▶ [Work task]: Below are entries. Pull out all lines containing "building".

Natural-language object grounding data
..........

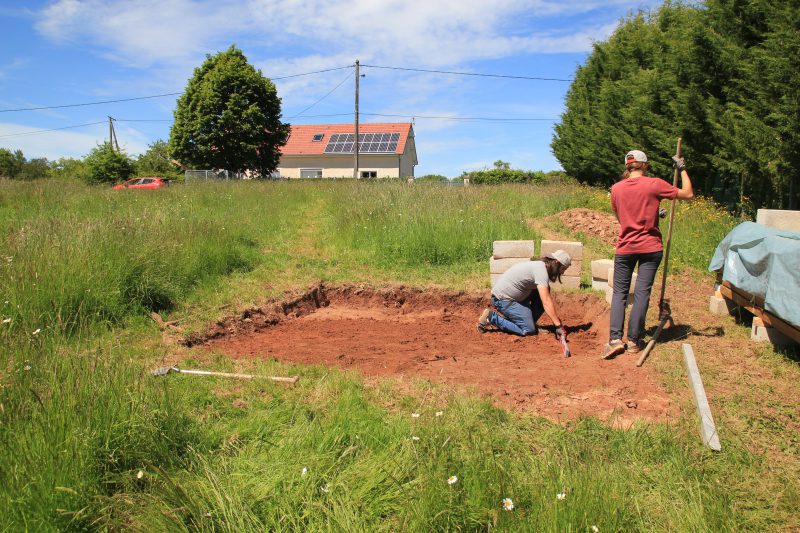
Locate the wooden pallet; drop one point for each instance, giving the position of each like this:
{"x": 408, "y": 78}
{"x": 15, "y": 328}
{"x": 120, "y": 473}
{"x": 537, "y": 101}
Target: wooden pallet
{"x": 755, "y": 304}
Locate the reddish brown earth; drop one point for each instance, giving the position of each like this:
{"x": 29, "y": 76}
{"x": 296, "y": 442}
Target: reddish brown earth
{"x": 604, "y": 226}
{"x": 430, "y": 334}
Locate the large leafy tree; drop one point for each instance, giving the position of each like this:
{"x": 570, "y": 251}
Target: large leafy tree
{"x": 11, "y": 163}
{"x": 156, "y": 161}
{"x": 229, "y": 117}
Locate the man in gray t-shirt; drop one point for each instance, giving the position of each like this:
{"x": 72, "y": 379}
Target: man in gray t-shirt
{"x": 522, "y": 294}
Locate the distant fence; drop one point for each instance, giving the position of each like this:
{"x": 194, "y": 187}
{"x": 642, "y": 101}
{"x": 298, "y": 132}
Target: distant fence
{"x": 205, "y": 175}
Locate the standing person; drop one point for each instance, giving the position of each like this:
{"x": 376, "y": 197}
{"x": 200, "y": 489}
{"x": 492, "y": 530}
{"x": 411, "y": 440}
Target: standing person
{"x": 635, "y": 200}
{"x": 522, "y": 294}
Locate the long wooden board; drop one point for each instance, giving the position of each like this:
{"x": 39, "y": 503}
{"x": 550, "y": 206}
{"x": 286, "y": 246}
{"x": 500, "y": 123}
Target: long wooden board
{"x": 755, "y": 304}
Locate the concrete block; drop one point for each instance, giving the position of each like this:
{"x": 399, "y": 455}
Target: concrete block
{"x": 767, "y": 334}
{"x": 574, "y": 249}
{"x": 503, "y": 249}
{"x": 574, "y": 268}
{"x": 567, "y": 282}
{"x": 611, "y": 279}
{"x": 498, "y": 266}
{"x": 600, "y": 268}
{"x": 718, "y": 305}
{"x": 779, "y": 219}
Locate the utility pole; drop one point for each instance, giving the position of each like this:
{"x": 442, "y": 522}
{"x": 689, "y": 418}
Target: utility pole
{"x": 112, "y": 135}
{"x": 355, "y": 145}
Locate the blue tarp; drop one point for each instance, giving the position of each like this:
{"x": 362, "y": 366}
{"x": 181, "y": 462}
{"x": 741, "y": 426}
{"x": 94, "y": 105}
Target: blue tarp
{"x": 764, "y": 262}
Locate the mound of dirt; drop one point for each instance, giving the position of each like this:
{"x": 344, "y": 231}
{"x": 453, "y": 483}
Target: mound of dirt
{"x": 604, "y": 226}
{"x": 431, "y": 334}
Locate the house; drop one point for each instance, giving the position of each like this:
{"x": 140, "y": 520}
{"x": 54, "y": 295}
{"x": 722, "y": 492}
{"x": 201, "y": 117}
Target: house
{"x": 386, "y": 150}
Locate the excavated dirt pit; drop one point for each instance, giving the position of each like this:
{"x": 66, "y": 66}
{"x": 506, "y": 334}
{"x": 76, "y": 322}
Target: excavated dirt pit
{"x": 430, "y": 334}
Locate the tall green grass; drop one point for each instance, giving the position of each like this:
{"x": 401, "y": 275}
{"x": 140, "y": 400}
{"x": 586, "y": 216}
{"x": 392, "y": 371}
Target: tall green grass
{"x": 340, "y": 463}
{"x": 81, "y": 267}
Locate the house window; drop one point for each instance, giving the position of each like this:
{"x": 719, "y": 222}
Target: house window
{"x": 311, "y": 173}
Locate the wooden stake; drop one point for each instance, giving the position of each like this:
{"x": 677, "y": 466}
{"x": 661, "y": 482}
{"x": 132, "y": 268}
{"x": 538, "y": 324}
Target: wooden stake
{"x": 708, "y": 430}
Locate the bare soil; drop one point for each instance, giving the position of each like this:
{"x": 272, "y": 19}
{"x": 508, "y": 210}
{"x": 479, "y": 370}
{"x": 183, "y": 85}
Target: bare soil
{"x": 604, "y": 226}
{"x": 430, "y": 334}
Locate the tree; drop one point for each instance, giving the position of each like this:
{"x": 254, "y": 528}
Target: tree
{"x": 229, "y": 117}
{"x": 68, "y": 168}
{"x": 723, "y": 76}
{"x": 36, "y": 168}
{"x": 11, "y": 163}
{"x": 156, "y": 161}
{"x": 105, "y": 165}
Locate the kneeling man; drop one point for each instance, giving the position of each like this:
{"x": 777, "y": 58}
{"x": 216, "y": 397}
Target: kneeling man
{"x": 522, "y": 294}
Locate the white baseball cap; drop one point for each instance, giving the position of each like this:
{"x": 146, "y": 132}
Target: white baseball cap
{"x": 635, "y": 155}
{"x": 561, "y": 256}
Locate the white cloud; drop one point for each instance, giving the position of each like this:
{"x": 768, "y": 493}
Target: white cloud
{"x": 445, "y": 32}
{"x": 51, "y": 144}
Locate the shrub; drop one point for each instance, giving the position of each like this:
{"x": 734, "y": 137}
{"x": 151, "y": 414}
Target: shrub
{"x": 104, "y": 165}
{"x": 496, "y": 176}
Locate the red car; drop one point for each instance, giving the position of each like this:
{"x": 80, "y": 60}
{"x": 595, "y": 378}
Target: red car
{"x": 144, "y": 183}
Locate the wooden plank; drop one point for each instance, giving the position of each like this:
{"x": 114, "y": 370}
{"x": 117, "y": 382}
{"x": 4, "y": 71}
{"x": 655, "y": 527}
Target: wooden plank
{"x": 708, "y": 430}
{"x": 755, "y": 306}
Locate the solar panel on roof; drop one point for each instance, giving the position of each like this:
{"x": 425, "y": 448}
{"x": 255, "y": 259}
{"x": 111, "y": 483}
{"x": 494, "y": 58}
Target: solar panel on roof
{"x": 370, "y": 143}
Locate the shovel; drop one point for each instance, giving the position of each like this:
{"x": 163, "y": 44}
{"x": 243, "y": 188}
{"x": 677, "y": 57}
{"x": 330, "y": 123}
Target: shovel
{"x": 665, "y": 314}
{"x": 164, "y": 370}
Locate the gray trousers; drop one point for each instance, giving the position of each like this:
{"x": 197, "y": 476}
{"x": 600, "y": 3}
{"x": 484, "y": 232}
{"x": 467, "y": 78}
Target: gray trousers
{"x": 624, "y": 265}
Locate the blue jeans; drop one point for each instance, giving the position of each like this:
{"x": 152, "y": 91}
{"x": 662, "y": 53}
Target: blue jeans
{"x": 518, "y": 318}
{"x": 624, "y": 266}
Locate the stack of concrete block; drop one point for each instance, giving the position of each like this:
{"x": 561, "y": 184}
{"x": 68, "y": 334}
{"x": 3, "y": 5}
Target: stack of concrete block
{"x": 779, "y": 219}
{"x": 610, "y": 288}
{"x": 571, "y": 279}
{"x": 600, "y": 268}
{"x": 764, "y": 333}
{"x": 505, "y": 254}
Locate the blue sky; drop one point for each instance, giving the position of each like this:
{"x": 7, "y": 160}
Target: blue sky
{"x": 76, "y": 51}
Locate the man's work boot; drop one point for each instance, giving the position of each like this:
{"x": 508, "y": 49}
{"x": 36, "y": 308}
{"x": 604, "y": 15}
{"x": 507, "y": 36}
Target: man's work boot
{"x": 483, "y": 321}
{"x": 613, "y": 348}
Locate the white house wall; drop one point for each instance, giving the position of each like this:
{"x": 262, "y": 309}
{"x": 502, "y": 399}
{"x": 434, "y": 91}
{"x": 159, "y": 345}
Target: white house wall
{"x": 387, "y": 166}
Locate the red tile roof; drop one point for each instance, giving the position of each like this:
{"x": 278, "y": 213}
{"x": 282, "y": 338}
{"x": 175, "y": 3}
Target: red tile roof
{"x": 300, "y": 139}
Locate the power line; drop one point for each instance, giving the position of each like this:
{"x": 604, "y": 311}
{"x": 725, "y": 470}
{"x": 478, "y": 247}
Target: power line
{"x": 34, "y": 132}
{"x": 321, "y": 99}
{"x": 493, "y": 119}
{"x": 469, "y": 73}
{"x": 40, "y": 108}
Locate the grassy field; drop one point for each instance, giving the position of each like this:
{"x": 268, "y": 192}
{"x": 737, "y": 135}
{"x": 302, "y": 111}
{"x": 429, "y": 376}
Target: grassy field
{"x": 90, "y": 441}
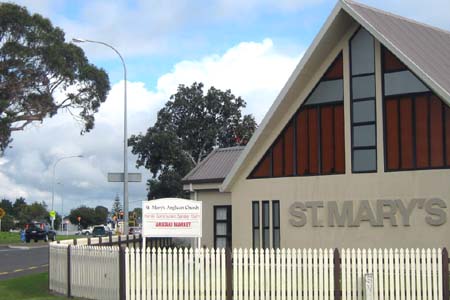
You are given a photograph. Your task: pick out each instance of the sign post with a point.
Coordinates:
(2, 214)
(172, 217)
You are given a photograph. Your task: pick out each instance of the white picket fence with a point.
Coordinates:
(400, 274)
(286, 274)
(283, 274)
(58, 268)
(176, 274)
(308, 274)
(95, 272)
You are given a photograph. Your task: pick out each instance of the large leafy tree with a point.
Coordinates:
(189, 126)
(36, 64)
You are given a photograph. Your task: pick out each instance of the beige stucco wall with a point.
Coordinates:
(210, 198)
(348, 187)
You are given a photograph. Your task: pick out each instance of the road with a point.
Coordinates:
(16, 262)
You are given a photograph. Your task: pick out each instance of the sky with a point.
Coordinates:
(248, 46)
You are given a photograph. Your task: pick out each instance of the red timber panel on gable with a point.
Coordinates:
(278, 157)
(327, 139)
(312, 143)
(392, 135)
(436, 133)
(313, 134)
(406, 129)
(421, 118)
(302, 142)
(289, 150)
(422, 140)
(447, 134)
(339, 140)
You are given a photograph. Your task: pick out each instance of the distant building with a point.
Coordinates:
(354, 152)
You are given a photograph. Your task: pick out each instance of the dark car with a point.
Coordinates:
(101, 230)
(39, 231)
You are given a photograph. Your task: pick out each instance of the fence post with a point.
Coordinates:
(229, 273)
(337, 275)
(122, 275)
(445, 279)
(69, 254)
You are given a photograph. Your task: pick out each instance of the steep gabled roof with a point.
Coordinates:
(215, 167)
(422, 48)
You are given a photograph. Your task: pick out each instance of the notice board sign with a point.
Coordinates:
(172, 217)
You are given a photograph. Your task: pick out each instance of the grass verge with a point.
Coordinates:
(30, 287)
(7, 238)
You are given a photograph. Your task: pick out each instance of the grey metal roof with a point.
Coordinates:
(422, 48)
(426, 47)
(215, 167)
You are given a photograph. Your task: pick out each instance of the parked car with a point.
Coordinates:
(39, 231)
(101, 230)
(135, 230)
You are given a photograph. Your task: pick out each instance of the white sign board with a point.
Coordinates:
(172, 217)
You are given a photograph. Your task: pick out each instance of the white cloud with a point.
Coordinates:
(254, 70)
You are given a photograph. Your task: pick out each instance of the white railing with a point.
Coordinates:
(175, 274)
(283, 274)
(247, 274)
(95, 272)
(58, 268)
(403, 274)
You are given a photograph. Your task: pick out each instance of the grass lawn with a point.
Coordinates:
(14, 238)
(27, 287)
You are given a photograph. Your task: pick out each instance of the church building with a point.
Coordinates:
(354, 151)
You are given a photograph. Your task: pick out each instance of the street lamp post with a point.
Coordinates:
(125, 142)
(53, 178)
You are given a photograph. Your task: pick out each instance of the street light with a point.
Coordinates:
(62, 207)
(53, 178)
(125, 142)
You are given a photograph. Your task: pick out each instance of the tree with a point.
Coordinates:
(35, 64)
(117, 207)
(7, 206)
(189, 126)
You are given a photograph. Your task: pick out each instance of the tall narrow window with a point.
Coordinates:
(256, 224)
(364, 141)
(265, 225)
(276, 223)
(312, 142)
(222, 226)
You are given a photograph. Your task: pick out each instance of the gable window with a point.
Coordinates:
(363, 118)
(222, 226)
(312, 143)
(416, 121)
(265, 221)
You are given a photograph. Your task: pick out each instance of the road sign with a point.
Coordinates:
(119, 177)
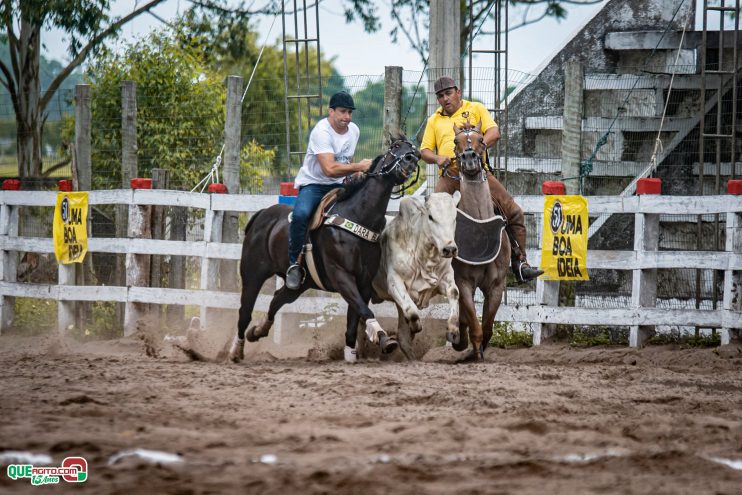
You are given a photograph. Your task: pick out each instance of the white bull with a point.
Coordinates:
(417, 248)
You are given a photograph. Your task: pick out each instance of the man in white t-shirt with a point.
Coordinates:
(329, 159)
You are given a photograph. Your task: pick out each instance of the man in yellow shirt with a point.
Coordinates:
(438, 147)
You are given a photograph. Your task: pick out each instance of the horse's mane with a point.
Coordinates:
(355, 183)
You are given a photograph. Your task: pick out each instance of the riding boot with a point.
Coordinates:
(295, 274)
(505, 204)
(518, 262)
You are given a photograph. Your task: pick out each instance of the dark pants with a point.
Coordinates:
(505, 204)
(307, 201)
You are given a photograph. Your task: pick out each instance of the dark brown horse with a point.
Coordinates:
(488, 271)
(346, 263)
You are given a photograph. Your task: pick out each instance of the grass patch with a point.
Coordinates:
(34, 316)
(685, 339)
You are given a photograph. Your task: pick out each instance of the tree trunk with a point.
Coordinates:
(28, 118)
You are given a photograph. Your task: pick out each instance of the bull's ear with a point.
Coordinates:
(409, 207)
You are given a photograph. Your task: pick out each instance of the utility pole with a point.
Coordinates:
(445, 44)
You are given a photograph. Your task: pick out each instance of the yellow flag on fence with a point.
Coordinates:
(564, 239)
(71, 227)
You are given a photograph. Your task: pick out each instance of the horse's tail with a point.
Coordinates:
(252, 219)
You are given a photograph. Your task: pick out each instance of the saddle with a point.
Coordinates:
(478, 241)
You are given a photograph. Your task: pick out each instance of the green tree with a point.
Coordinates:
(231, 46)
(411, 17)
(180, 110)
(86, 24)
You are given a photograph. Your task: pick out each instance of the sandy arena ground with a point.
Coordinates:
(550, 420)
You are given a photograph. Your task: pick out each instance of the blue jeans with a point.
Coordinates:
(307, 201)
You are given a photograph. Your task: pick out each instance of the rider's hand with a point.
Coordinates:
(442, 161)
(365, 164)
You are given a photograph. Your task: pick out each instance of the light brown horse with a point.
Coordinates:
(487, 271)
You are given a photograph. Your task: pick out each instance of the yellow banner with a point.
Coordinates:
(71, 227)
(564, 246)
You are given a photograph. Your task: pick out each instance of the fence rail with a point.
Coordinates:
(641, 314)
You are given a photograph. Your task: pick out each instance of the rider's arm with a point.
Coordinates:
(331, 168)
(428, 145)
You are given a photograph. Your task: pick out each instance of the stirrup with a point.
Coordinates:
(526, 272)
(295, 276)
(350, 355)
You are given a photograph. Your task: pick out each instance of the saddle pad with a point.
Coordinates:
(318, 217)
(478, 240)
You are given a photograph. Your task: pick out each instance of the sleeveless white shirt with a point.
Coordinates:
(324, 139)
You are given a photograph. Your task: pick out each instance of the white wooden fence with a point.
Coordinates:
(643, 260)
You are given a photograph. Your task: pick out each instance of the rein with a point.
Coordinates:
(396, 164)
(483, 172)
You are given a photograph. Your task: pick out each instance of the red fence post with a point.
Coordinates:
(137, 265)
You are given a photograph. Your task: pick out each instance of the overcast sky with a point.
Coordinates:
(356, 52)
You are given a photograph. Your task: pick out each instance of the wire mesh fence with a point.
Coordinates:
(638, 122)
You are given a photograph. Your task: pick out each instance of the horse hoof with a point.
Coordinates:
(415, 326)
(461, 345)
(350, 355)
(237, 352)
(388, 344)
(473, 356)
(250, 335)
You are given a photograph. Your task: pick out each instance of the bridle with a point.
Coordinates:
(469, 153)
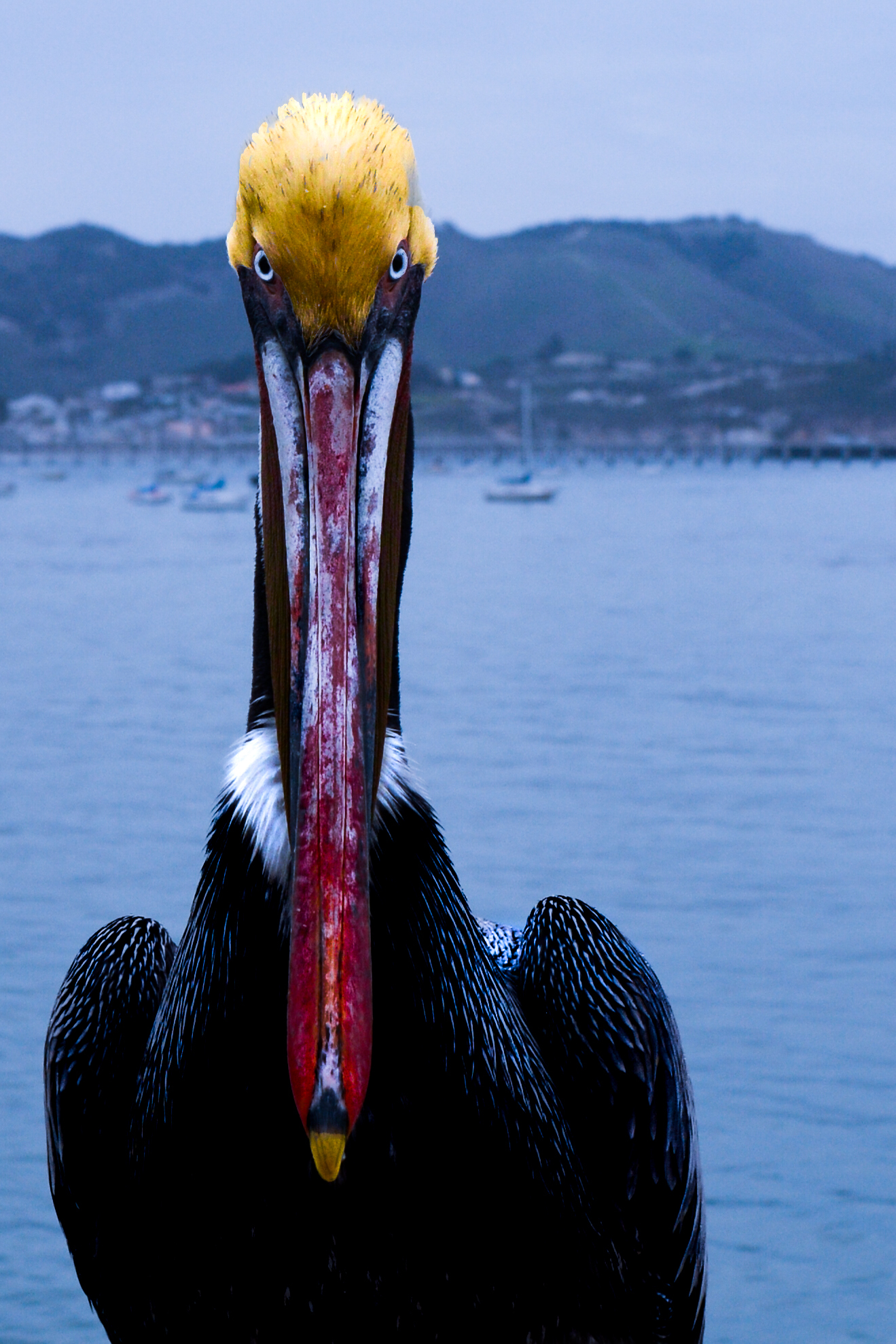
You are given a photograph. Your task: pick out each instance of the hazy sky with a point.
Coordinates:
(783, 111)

..........

▶ [Written response]:
You are given a photograph. Your task: pick out each instance of the distant building with a point.
You are given a photograph. Your task: pick out each instance of the church building with a point.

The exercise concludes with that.